### [EXERCISE DIRECTIONS]
Two lines in the data below mark the range: the one with "box: [1631, 776, 1796, 950]" and the one with "rough mask: <svg". Return both, along with every line between them, exactly.

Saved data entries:
- - - -
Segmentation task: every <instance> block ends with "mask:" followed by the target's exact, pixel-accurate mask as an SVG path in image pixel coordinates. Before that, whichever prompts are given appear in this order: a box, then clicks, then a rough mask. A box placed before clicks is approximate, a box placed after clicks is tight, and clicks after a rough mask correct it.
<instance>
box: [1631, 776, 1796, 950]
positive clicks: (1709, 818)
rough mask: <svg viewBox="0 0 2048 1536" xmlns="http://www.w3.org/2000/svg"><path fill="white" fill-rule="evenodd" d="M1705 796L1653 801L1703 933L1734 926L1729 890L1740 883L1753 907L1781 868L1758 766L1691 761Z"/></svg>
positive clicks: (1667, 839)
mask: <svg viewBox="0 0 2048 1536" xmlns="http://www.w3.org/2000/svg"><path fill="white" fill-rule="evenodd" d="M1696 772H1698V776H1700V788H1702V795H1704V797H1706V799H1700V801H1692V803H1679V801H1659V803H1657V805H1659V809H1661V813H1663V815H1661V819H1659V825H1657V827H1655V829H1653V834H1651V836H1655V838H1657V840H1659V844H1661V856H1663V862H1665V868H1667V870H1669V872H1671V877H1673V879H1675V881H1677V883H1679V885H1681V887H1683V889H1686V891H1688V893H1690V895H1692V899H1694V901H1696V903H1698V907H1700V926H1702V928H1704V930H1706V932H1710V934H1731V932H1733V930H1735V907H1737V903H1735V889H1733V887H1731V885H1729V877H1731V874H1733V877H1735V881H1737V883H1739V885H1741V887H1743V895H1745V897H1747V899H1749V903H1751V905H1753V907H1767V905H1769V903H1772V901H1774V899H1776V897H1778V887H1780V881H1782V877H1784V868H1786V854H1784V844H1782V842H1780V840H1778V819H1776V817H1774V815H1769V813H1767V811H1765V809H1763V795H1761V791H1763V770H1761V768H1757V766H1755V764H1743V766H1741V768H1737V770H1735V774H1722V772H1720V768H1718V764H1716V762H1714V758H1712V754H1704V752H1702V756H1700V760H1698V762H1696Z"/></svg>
- - - -
### [EXERCISE RESPONSE]
box: [1631, 776, 1796, 950]
positive clicks: (1709, 818)
rough mask: <svg viewBox="0 0 2048 1536" xmlns="http://www.w3.org/2000/svg"><path fill="white" fill-rule="evenodd" d="M1705 796L1653 801L1703 933L1734 926L1729 890L1740 883L1753 907L1781 868L1758 766L1691 761Z"/></svg>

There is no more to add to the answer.